Texto proporcionado:
☆ ☆ ☆ ☆ ☆ ☆ ☆
# entender (ser homosexual)



## swift

Buenas noches:

Me interesa conocer la geografía de uso del verbo *“entender”* para referirse al hecho de *‘ser homosexual’*.

El _Diccionario de uso del español_ de María Moliner recoge dicha acepción:


> *entender
> **
> 11 *(inf.) intr. Ser homosexual.


En un hilo del foro Inglés-Español, Rubns dio la siguiente explicación:


elroy said:


> Un amigo español me dijo que “entiendo” puede significar “soy homosexual”.
> 
> ¿Existe ese significado por todo el mundo hispanohablante? O ¿es una peculiaridad de España? ¿Cómo es en los otros países hispanohablantes?
> 
> 
> Rubns said:
> 
> 
> 
> La verdad es que *“entender”* es una expresión bastante común entre gente joven para decir si alguien es homosexual o no. Me extraña que gente de España en este foro no sepan esa expresión ya que es muy utilizada entre gente joven para decir de forma discreta que alguien es homosexual. Además, para preguntarte si eres gay o no, lo más normal es que te digan: ¿Entiendes?. Yo no soy homosexual pero comprendo perfectamente esa expresión por lo que no es jerga exclusiva gay, aunque sí bien es cierto que empezó siendo una especie de "código" entre homosexuales aunque como muchas jergas acabó incorporándose al lenguaje coloquial, y por lo que veo se utiliza sólo en España.
Click to expand...

A mí me parece que se trata, efectivamente, de un peninsularismo, pero me gustaría poder confirmarlo.

Muchas gracias.


swift


----------



## ukimix

Hola swift, 

¿Es una suerte de pregunta en clave? Hay digamos algún antecedente lingüístico que justifique la pregunta: _¿(*Lo*) entiendes?_ Sería bueno tener un par de ejemplos. Si voy a España tendré mucho cuidado con el verbo...
☆ ☆ ☆ ☆ ☆ ☆ ☆
Sección de datos:
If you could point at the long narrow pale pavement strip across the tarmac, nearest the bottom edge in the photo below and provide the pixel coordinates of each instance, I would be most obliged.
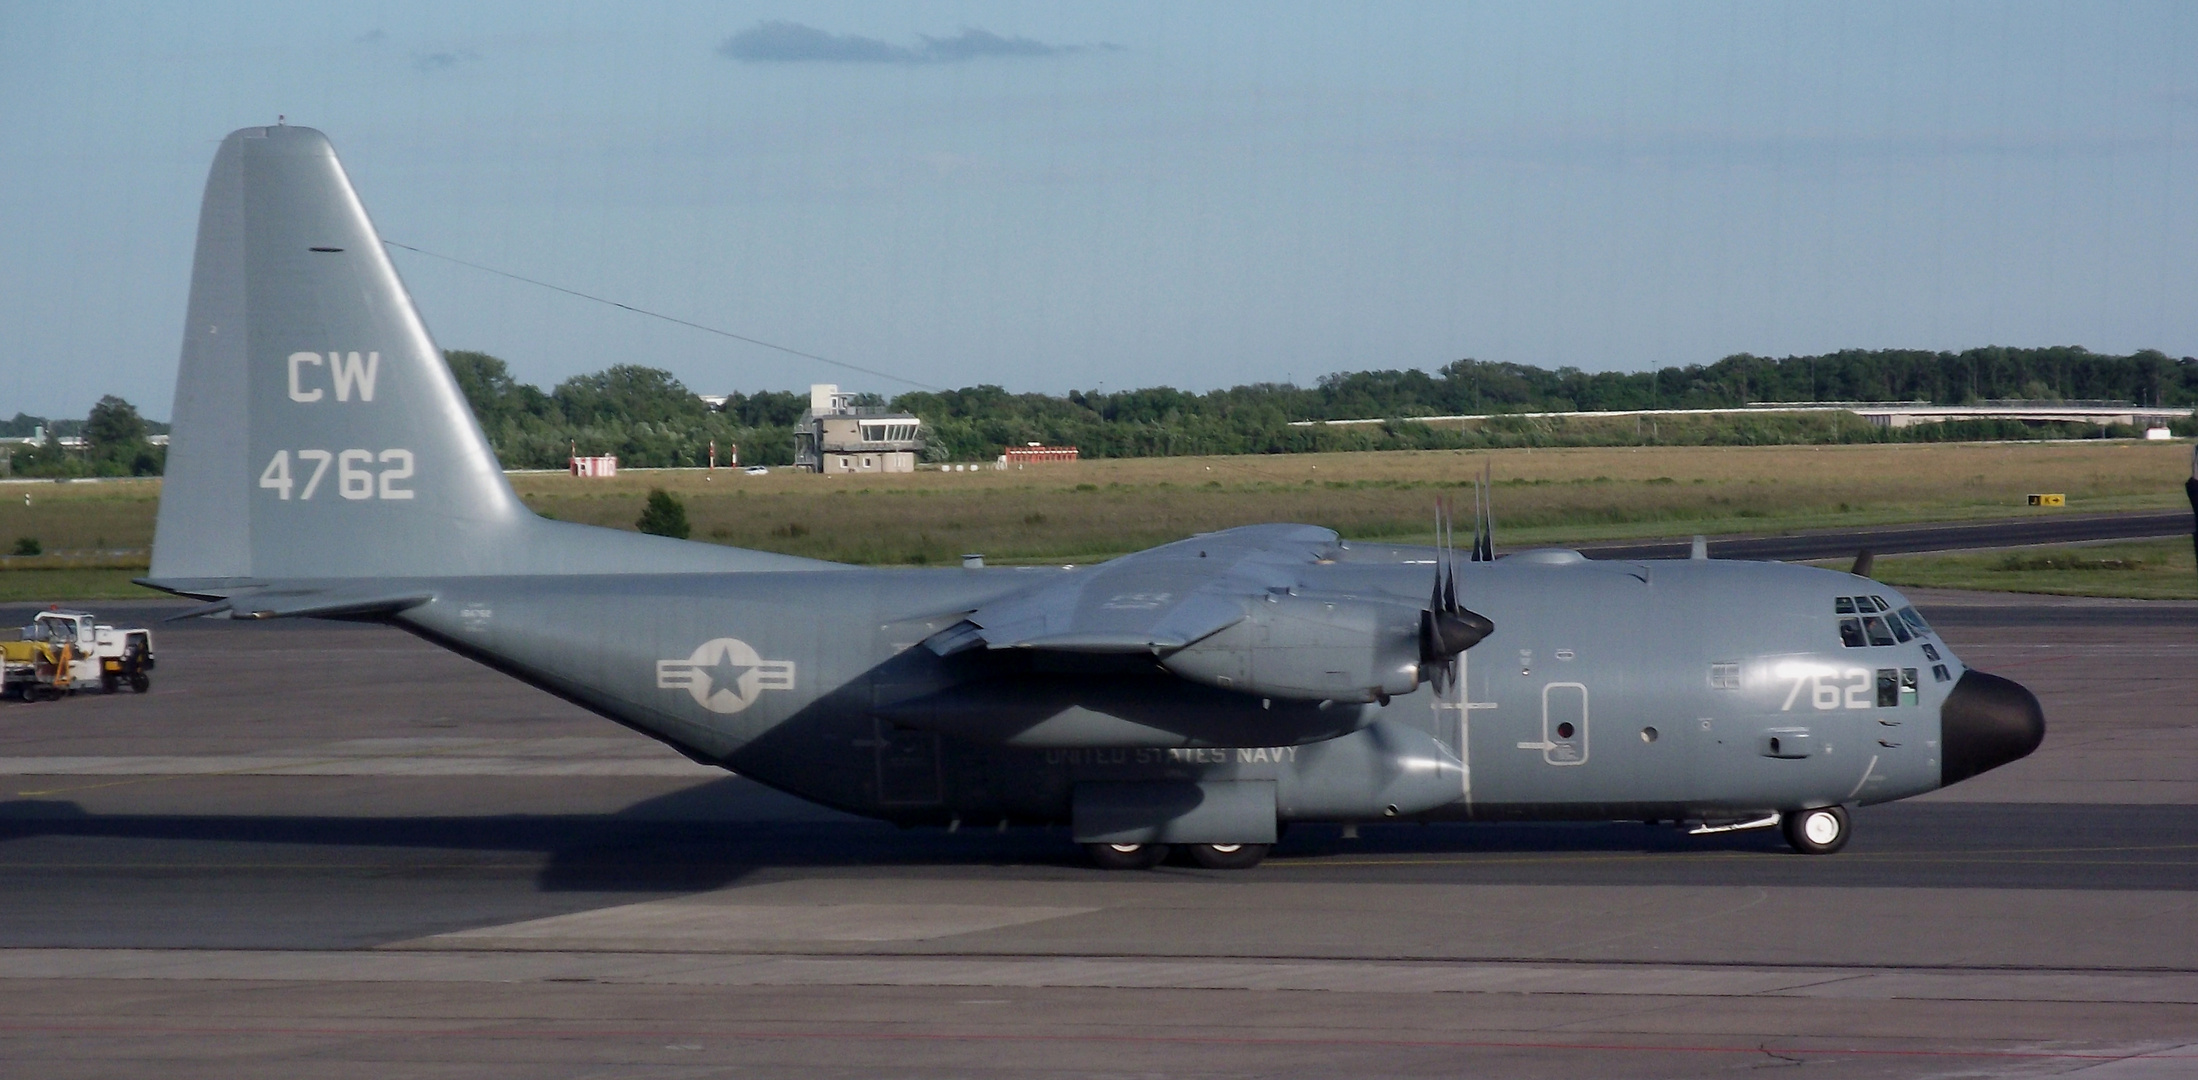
(1362, 978)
☆ ☆ ☆ ☆ ☆ ☆ ☆
Lista de tareas:
**a)** Extrae del hilo sobre el verbo «entender» el fragmento que comienza en las palabras que contienen "Me interesa conocer" y termina después de "intr. Ser homosexual.".
**b)** Di si cada afirmación concuerda con el hilo sobre el verbo «entender», respondiendo sí o no y citando las palabras del texto que lo deciden. (i) Según Rubns, esta expresión es una jerga exclusiva de los homosexuales. (ii) El diccionario de María Moliner recoge la acepción de «ser homosexual». (iii) A swift le parece un uso extendido por toda Hispanoamérica.

Soluciones:
**a)**
Me interesa conocer la geografía de uso del verbo *“entender”* para referirse al hecho de *‘ser homosexual’*.

El _Diccionario de uso del español_ de María Moliner recoge dicha acepción:


> *entender
> **
> 11 *(inf.) intr. Ser homosexual.

**b)**
(i) No: "no es jerga exclusiva gay".
(ii) Sí: "de María Moliner recoge dicha acepción".
(iii) No: "A mí me parece que se trata, efectivamente, de un peninsularismo".